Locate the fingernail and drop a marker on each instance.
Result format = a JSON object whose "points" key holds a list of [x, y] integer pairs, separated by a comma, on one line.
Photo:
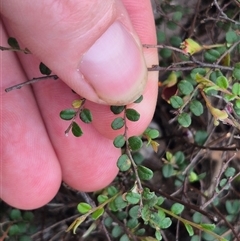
{"points": [[114, 66]]}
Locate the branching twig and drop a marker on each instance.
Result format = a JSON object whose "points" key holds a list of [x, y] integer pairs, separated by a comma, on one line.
{"points": [[218, 180], [223, 15], [25, 51], [28, 82]]}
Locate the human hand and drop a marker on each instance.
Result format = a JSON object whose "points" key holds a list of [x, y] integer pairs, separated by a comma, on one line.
{"points": [[95, 49]]}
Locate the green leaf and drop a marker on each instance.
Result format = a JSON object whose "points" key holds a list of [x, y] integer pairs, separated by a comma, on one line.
{"points": [[177, 16], [231, 37], [158, 235], [171, 25], [185, 87], [144, 172], [140, 232], [160, 201], [147, 194], [222, 82], [151, 133], [230, 172], [134, 211], [14, 230], [28, 216], [237, 103], [120, 203], [161, 36], [86, 116], [193, 177], [67, 114], [189, 229], [44, 69], [76, 130], [165, 53], [102, 198], [197, 217], [119, 141], [133, 198], [138, 157], [145, 213], [108, 222], [135, 143], [97, 214], [176, 102], [132, 115], [196, 107], [167, 170], [124, 238], [199, 71], [13, 43], [184, 119], [201, 137], [236, 71], [117, 231], [166, 223], [236, 89], [15, 214], [175, 41], [124, 163], [118, 123], [179, 157], [117, 109], [25, 238], [112, 191], [208, 226], [83, 208], [232, 206], [132, 223], [169, 156], [139, 100], [177, 208]]}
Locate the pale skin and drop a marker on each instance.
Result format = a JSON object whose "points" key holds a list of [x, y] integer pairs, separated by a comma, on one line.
{"points": [[35, 154]]}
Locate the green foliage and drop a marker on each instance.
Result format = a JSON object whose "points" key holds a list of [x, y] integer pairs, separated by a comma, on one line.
{"points": [[118, 123], [13, 43], [67, 114], [44, 69], [205, 79]]}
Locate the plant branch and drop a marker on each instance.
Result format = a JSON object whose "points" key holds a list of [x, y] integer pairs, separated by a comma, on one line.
{"points": [[224, 16], [32, 81]]}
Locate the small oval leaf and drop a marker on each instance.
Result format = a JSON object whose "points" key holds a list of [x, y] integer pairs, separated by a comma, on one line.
{"points": [[13, 43], [185, 87], [144, 173], [117, 109], [124, 163], [44, 69], [184, 120], [118, 123], [132, 115], [176, 102], [97, 214], [83, 208], [135, 143], [86, 116], [76, 130], [189, 229], [222, 82], [119, 141], [139, 99], [196, 107], [67, 114]]}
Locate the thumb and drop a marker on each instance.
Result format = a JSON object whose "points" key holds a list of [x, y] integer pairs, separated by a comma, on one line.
{"points": [[90, 45]]}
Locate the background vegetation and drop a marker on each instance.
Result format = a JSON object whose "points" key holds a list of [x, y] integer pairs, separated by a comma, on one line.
{"points": [[181, 181]]}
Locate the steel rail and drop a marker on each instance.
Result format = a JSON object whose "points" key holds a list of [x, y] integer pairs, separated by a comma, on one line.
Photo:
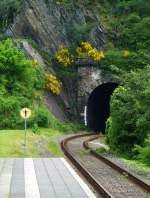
{"points": [[121, 170], [99, 188]]}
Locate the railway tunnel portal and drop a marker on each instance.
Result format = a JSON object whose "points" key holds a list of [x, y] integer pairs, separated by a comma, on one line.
{"points": [[95, 88]]}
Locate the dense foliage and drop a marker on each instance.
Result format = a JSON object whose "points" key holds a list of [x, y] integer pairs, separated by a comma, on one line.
{"points": [[130, 113], [128, 124], [20, 81]]}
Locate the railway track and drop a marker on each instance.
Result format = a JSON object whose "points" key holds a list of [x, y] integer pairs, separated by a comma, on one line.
{"points": [[107, 178]]}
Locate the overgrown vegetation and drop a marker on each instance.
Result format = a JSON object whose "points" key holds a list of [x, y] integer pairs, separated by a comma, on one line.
{"points": [[128, 126]]}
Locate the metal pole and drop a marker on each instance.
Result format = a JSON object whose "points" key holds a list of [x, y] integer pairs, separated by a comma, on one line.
{"points": [[25, 134]]}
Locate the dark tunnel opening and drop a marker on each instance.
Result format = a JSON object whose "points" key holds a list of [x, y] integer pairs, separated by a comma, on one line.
{"points": [[98, 107]]}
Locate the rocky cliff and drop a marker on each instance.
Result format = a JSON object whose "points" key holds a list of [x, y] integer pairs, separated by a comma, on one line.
{"points": [[50, 23]]}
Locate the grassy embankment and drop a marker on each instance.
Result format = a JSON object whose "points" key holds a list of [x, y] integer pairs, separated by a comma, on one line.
{"points": [[43, 144]]}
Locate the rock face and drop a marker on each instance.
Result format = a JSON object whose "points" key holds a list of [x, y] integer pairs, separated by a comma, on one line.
{"points": [[51, 24], [52, 102]]}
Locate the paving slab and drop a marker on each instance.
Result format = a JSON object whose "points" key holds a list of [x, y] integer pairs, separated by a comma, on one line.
{"points": [[40, 178]]}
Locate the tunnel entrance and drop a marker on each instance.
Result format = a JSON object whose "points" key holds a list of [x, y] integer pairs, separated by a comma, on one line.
{"points": [[98, 107]]}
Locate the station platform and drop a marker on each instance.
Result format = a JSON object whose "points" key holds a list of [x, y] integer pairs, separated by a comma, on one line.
{"points": [[40, 178]]}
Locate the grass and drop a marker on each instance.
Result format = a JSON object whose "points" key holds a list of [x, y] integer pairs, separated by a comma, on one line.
{"points": [[137, 165], [11, 143]]}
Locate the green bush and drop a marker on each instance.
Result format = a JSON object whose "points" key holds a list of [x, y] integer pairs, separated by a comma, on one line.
{"points": [[129, 118], [144, 151], [19, 81]]}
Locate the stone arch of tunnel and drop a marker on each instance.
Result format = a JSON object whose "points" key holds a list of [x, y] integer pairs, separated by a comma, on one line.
{"points": [[98, 107]]}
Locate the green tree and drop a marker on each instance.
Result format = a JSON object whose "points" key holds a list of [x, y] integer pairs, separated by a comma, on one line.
{"points": [[130, 114]]}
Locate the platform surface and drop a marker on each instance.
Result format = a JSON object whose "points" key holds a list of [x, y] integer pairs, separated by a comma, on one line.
{"points": [[40, 178]]}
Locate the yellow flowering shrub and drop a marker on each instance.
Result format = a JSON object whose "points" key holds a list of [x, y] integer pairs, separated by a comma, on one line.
{"points": [[86, 49], [53, 84], [126, 53], [64, 57], [34, 62]]}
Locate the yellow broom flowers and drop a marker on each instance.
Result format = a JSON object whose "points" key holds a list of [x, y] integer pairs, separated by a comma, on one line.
{"points": [[53, 84]]}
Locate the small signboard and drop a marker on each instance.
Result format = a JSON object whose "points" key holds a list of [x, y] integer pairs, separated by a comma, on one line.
{"points": [[25, 113]]}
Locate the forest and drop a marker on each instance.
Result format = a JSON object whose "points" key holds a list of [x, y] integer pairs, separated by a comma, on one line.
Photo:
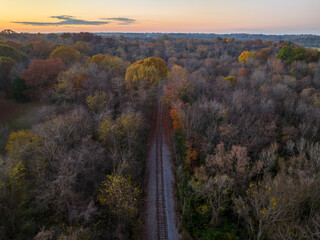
{"points": [[245, 133]]}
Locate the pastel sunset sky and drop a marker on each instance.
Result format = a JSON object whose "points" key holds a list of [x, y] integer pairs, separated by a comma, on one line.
{"points": [[217, 16]]}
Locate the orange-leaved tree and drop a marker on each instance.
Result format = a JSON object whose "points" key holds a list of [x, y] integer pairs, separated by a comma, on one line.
{"points": [[146, 73], [68, 55], [42, 75]]}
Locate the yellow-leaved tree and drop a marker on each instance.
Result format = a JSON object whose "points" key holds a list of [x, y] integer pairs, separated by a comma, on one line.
{"points": [[106, 61], [244, 56], [120, 195], [68, 55], [146, 73]]}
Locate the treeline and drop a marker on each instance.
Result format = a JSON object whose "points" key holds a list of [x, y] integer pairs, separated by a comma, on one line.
{"points": [[77, 173], [245, 116], [306, 40], [247, 143]]}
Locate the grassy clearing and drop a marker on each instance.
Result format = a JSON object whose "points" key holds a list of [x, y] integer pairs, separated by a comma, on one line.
{"points": [[15, 116]]}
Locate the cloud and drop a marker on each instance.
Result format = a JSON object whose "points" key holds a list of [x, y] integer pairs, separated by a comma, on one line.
{"points": [[65, 20], [121, 20]]}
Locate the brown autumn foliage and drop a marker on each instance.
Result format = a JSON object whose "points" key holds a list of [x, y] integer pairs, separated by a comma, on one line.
{"points": [[42, 75]]}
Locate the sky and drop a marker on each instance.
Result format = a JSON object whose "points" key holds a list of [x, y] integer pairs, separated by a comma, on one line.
{"points": [[205, 16]]}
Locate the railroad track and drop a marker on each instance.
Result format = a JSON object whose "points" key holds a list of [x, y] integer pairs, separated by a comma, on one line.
{"points": [[162, 226]]}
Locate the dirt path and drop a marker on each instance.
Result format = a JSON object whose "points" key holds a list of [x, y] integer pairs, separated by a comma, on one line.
{"points": [[160, 219]]}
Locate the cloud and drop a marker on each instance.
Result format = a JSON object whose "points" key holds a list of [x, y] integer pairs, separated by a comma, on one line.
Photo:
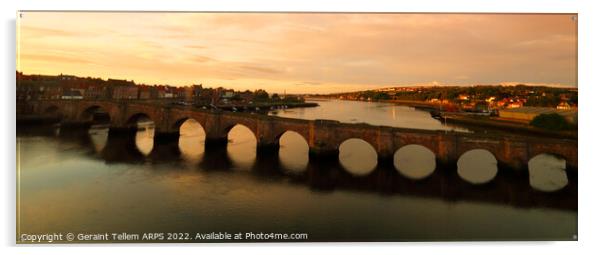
{"points": [[340, 51]]}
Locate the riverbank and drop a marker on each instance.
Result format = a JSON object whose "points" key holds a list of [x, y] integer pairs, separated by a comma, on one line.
{"points": [[267, 106], [505, 125]]}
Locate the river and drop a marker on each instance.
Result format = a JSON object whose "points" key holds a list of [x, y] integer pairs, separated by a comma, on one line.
{"points": [[97, 181]]}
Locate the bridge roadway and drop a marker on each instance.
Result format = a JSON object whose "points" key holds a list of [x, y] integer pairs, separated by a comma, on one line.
{"points": [[322, 136]]}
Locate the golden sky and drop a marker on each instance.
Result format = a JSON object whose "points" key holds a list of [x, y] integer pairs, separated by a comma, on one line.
{"points": [[301, 52]]}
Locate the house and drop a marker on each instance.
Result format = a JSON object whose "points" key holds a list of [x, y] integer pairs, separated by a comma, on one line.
{"points": [[563, 106], [72, 95], [526, 114]]}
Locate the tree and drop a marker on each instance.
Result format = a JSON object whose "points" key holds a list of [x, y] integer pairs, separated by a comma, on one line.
{"points": [[551, 121], [261, 95]]}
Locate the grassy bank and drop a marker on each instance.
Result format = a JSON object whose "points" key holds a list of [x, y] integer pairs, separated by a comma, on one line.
{"points": [[506, 126]]}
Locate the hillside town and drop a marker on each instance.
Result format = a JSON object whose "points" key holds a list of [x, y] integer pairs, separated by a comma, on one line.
{"points": [[69, 87], [478, 98]]}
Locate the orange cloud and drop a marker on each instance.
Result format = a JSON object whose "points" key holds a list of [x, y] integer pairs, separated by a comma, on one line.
{"points": [[282, 51]]}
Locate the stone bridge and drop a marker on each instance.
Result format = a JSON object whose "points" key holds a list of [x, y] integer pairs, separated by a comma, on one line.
{"points": [[323, 136]]}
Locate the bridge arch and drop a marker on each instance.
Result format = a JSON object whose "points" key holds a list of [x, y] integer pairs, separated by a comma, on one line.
{"points": [[477, 166], [88, 114], [291, 132], [133, 119], [547, 172], [51, 109], [177, 124], [358, 156], [415, 161], [226, 130]]}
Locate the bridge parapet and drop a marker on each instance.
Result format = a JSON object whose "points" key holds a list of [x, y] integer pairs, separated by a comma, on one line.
{"points": [[323, 136]]}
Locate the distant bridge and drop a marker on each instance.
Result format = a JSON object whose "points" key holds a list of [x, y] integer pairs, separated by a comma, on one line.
{"points": [[323, 136]]}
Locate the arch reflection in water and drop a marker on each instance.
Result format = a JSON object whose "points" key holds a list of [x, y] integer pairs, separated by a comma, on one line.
{"points": [[145, 136], [192, 141], [99, 135], [358, 157], [547, 173], [414, 161], [293, 152], [477, 166], [242, 146]]}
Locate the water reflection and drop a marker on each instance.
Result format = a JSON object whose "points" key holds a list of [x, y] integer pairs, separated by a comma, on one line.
{"points": [[415, 161], [191, 141], [65, 189], [99, 134], [294, 152], [547, 173], [374, 113], [242, 146], [145, 137], [477, 166], [358, 157]]}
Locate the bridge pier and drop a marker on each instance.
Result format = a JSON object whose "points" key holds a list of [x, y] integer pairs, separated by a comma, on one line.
{"points": [[166, 137], [268, 148]]}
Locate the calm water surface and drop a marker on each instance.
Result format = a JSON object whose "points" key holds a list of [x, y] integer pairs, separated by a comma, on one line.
{"points": [[94, 180]]}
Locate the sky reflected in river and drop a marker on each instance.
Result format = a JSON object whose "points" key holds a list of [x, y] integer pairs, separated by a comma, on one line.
{"points": [[415, 161], [374, 113], [547, 173], [358, 157], [191, 141], [242, 146], [477, 166], [293, 152], [92, 181]]}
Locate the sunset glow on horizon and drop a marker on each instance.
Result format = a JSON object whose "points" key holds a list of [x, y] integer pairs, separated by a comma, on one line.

○ ○ ○ ○ ○ ○ ○

Work instructions - Give back the lines above exactly, from the one with "Locate the bridge parapet" through the last line.

Solution to this problem -
Locate the bridge parapet and drop a marker on each instance.
Result format = a JSON object whose "points" key holds a list of [x, y] integer pairs, separated by a comma, on one line.
{"points": [[323, 136]]}
Locate the distant bridge and drop a marker on each instance.
Result format = a JSON object whose "points" key holds a list of [x, y] integer pairs, separated by a comma, on one line.
{"points": [[323, 136]]}
Locate the arch reflection in water and drop a marker on each instance.
Result format = a JSON object whose "points" key holds a list of [x, y] integer pairs, separated by a comma, on one line.
{"points": [[145, 136], [192, 141], [99, 135], [358, 157], [547, 173], [414, 161], [293, 152], [477, 166], [242, 146]]}
Locate the water reflection and drop a marker on each instance.
Result format = a JSON object whose "points" key holds a list of [x, y] integer pairs, separated by a comma, on one line.
{"points": [[415, 161], [191, 141], [65, 189], [99, 134], [294, 152], [547, 173], [374, 113], [242, 146], [145, 137], [477, 166], [358, 157]]}
Locate the bridge pier and drop a marker on each instance.
Result format = a JSON object whose "points" key holds a list of [x, y] integer pairs, separated by a comma, on one line.
{"points": [[166, 137], [268, 148]]}
Locate the calm water surface and drop a marker on each instance.
Result format = a JSON object whose "points" key holds a list of [x, y] integer pairs, separated by a comma, on one line.
{"points": [[94, 180]]}
Locate the sky reflected in river and drop a marker on each instance.
Result format = a JSON object whose "points" key holds a list of [x, y] integer pairs, separated by a comma, on one line.
{"points": [[415, 161], [374, 113], [547, 173], [358, 157], [191, 141], [242, 146], [477, 166], [293, 152], [92, 181]]}
Locate the sunset glow on horizon and drop a marker on each instance.
Result format = a JSON object whose "points" key holds a list of [x, y] integer pairs, separated by a comma, on one line.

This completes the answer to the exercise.